(Entries from a pointing dataset)
_ _ _ _ _
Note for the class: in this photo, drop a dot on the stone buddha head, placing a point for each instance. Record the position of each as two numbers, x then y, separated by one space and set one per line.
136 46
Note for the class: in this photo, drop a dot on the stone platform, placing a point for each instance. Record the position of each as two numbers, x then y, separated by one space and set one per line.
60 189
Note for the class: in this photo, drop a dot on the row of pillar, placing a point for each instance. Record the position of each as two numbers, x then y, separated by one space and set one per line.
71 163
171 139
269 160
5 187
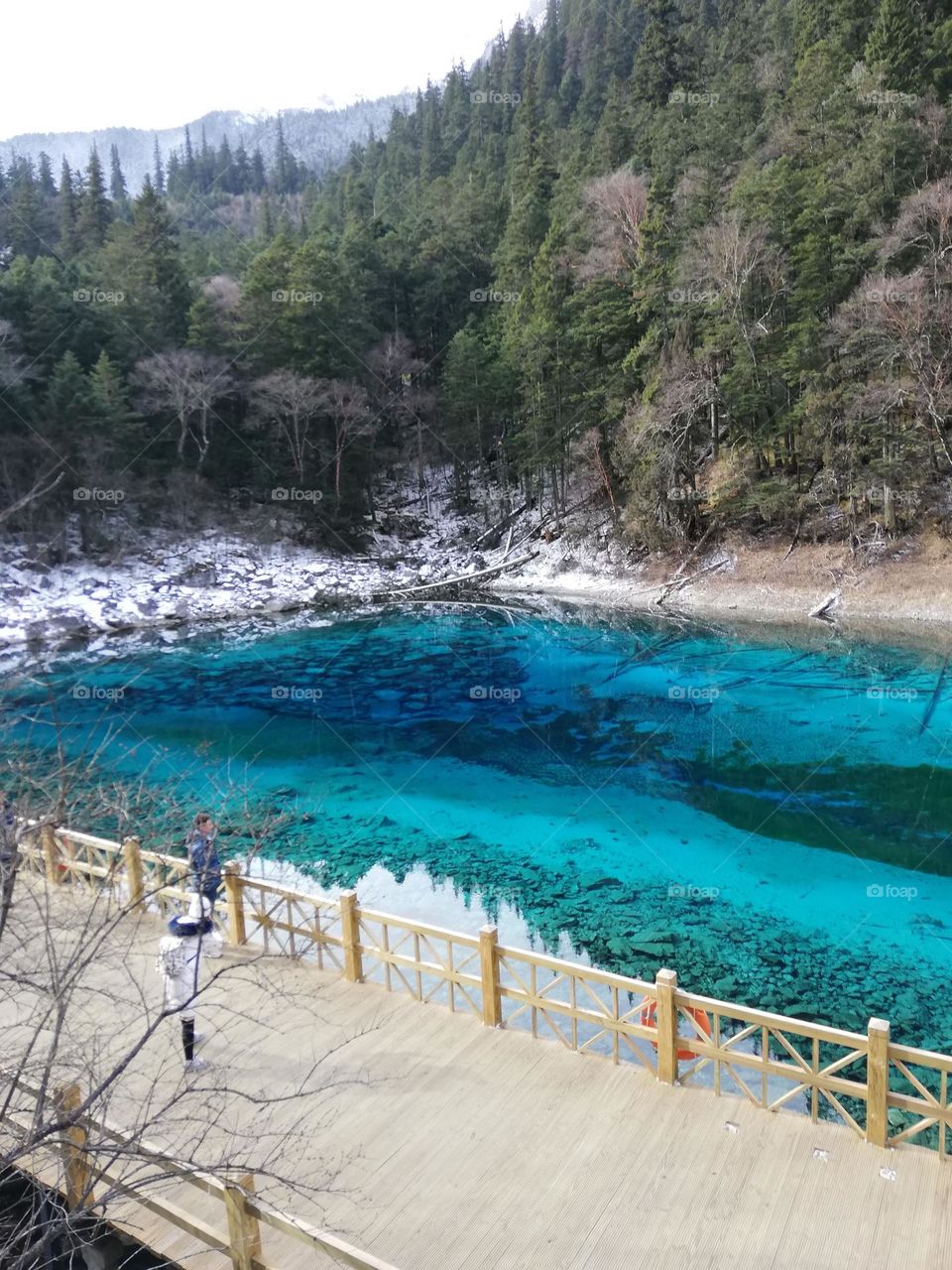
_ _ _ _ _
Render each line of the data above as a Markdown table with a No. column for the row number and a Text column for the line. Skip blank lines and leave the pictures out.

[Task output]
| No. | Text |
|---|---|
| 1 | Note for the class: in this photo, drop a dot on the stone buddha head, placing a point for each instance. Record the position of each as two numbers, x then y, separated by one space and set one per line. |
| 2 | 136 46 |
| 3 | Note for the class: in this photo, drop a dot on the stone platform, placing a point for each instance. Record the position of each as two numbers, x then y, separated by one space and set one per line. |
| 4 | 60 189 |
| 5 | Note for the class: in this photo, drop a dot on the row of pillar, placing a point for each instance. Record the position of each as two numbers, x then y, separated by one space and set one per line. |
| 6 | 71 163 |
| 7 | 171 139 |
| 8 | 269 160 |
| 9 | 5 187 |